Selected excerpt.
Identification and confirmation of SUMOylation-modified proteins in Giardia trophozoites

Article information

Parasites Hosts Dis. 2025;63(3):264-271

Publication date (electronic) : 2025 August 20

doi : https://doi.org/10.3347/PHD.25023

Hye Rim Yeo

, Mee Young Shin

, Juri Kim

, Soon-Jung Park

Department of Tropical Medicine, Institute of Tropical Medicine, Yonsei University College of Medicine, Seoul 03722, Korea

^*Correspondence: jk, zhuri@yuhs.ac, sjp, sjpark615@yuhs.ac

Received 2025 May 31; Accepted 2025 June 13.

Exercise goal.
Answer these about the article header above:
1. On what date was the article published electronically?
2. What department is listed for the authors?
3. When was the article accepted?

Given entries.
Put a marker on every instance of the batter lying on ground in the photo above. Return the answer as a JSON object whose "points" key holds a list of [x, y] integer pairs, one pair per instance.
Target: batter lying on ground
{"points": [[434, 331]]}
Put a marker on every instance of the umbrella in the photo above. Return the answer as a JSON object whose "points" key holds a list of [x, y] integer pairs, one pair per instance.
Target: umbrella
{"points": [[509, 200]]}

---

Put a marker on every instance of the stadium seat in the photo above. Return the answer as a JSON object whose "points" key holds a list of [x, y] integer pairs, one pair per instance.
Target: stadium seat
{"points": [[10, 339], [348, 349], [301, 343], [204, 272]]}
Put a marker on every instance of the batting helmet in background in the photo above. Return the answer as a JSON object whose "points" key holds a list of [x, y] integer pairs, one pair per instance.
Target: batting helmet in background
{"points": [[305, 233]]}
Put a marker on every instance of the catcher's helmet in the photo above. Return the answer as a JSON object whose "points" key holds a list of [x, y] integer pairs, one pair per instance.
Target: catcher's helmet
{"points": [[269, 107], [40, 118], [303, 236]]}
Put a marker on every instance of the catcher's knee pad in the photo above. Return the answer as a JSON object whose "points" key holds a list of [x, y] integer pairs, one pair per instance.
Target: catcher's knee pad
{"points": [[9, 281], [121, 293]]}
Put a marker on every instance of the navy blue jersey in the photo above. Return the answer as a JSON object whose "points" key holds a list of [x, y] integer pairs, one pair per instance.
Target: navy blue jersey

==

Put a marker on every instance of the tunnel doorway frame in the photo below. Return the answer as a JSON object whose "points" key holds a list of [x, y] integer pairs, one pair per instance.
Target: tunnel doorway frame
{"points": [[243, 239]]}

Output for this exercise.
1. 2025 August 20
2. Department of Tropical Medicine, Institute of Tropical Medicine, Yonsei University College of Medicine
3. 2025 June 13